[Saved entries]
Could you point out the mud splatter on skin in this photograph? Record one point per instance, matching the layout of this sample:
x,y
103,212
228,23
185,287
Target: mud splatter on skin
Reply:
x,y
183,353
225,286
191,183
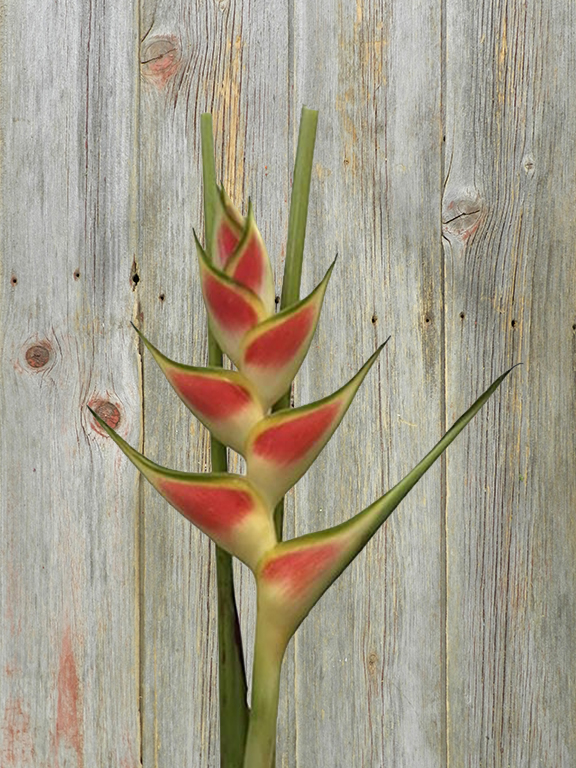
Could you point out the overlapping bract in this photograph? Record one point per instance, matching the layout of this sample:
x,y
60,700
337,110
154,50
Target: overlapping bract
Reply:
x,y
267,349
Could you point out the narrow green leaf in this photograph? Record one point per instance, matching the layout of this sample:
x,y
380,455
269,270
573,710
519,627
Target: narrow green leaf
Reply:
x,y
296,573
233,688
296,238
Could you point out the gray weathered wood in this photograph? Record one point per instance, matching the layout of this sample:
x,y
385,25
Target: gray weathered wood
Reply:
x,y
229,59
448,642
511,296
68,575
370,658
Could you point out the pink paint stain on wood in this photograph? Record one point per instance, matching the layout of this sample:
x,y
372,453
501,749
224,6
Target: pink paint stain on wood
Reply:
x,y
289,442
280,344
68,717
161,57
17,745
249,271
214,398
229,307
213,509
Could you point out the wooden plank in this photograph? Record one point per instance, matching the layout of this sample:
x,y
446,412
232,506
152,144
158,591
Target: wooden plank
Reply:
x,y
511,296
229,59
370,657
68,562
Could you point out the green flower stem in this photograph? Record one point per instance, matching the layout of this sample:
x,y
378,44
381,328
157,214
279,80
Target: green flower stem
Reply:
x,y
295,242
234,713
268,655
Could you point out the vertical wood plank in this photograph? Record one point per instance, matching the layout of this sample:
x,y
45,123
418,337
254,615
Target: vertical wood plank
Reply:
x,y
68,562
228,58
511,295
370,656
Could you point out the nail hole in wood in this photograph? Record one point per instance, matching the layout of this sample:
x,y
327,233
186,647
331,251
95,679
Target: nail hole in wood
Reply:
x,y
108,412
37,356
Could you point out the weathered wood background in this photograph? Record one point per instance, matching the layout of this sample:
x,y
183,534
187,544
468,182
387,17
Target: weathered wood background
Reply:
x,y
445,178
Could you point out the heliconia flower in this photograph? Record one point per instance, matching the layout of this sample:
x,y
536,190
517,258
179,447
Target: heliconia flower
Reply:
x,y
281,447
293,576
224,401
237,512
267,349
225,507
273,351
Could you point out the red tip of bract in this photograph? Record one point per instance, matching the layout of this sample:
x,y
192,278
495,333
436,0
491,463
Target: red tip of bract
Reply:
x,y
224,507
282,446
295,573
250,265
273,352
217,399
276,346
232,309
222,400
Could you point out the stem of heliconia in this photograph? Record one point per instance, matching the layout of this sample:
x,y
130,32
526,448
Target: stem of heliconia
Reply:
x,y
295,243
261,741
231,672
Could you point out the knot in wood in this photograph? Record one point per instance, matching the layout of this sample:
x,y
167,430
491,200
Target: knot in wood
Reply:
x,y
462,215
38,355
108,412
160,59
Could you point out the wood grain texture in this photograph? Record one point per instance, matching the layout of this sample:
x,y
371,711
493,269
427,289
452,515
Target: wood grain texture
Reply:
x,y
68,575
511,296
229,59
448,643
369,659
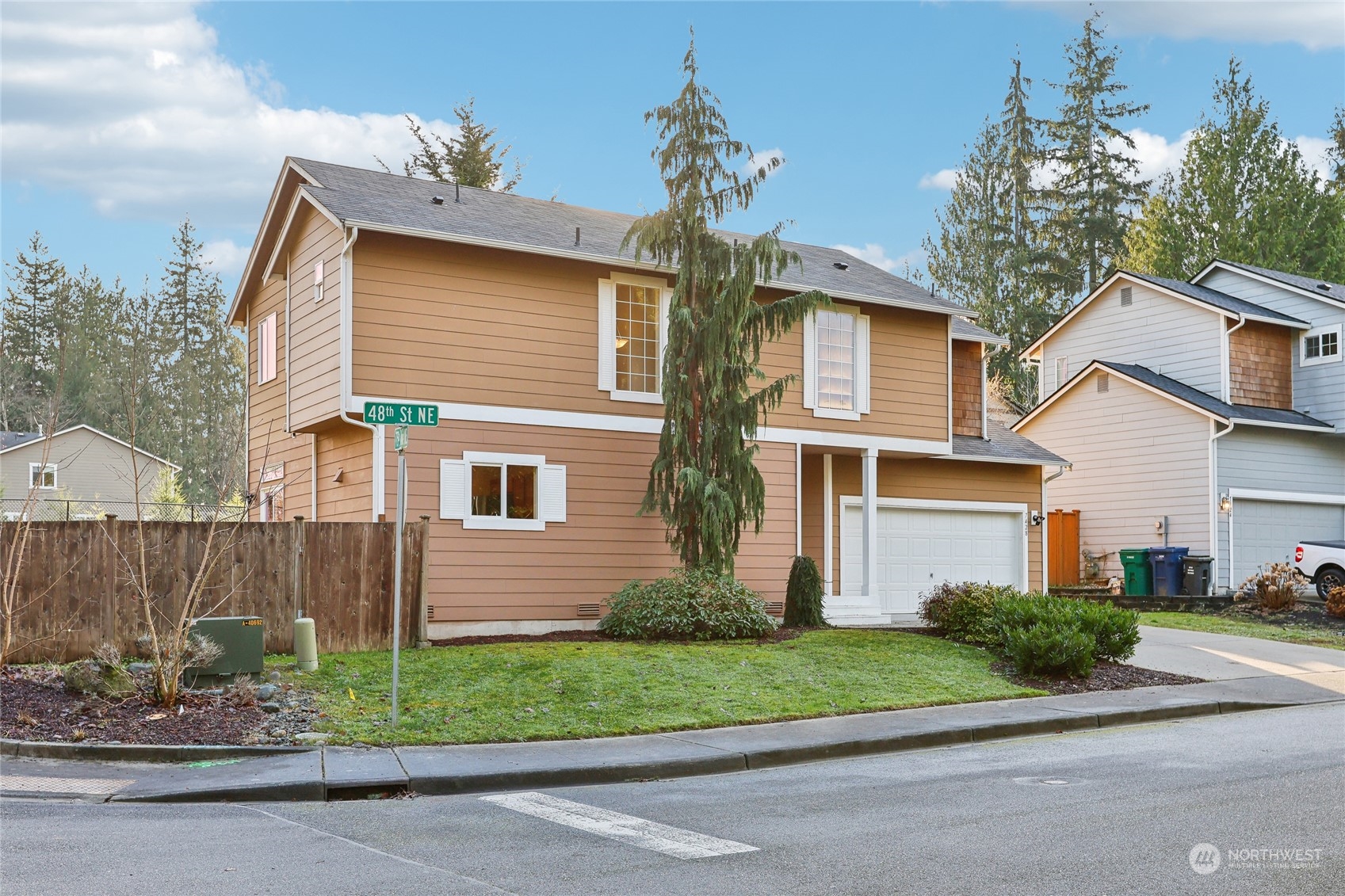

DESCRIPTION OF THE TASK
State only how many lines above hold the string "overlapping".

RESULT OF THE EXERCISE
2